BEGIN
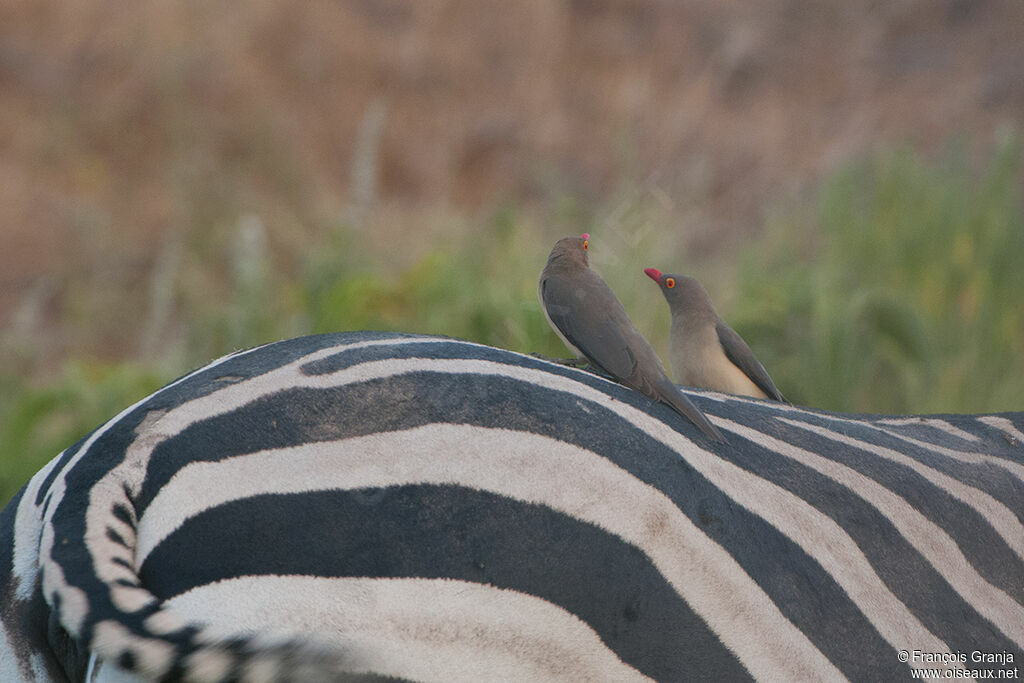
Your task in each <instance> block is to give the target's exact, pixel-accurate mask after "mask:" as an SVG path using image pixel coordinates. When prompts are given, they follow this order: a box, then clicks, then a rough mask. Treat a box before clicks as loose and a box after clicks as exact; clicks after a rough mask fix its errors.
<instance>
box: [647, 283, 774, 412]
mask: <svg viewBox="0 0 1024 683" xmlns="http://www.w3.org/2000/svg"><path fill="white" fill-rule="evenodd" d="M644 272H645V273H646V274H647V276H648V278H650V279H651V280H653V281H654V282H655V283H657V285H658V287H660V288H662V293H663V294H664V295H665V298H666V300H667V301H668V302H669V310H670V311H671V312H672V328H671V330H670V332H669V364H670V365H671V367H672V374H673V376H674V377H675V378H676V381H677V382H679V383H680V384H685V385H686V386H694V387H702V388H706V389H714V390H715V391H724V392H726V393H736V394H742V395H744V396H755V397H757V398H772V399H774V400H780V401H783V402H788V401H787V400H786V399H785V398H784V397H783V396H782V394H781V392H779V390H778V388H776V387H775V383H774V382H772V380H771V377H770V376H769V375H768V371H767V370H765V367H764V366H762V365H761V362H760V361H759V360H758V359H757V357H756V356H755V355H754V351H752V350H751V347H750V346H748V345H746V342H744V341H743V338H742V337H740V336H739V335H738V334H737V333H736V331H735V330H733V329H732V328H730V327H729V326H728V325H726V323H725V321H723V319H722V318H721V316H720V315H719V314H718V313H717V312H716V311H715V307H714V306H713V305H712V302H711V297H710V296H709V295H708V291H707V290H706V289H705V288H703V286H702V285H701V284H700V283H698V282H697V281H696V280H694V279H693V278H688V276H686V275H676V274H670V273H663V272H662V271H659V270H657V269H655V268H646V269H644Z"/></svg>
END
BEGIN
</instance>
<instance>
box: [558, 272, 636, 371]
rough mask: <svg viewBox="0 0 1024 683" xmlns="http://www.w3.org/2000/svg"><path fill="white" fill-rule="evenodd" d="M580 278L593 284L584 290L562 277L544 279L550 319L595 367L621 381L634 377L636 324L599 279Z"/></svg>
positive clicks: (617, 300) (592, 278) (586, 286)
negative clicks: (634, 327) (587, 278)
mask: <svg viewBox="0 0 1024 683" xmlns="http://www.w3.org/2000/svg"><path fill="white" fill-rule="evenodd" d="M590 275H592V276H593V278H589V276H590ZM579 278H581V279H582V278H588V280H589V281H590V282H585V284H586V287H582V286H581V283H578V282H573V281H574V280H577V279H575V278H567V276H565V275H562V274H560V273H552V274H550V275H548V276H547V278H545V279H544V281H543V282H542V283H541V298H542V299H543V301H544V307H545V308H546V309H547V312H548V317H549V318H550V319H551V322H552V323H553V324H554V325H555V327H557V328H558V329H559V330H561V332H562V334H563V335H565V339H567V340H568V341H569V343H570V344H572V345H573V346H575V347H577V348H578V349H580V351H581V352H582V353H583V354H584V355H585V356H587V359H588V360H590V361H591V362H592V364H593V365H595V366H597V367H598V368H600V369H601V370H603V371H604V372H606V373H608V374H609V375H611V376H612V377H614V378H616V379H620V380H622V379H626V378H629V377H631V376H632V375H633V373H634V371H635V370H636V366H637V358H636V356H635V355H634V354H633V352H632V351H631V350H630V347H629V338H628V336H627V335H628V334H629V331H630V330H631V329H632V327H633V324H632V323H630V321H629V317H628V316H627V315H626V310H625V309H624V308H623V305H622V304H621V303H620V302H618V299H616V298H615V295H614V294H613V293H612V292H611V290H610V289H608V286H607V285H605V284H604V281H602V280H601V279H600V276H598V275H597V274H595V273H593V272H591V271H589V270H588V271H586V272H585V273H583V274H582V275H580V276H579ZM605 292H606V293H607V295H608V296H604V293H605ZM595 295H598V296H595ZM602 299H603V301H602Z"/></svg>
END
* **Assignment**
For every line above with the word "rough" in it, make a copy.

* **Exercise result**
Your task in each <instance> block is to give the target's exact, pixel-accurate mask after "mask:" as an SVG path using image pixel coordinates. When prompts are given, they follow this order: a box, then clicks, then a rough mask. Treat a box before clicks as loose and a box after clicks as exact; clicks after a rough mask fix its errors.
rough mask: <svg viewBox="0 0 1024 683" xmlns="http://www.w3.org/2000/svg"><path fill="white" fill-rule="evenodd" d="M580 278L593 284L584 290L562 277L544 279L550 319L595 367L621 381L634 377L636 324L599 279Z"/></svg>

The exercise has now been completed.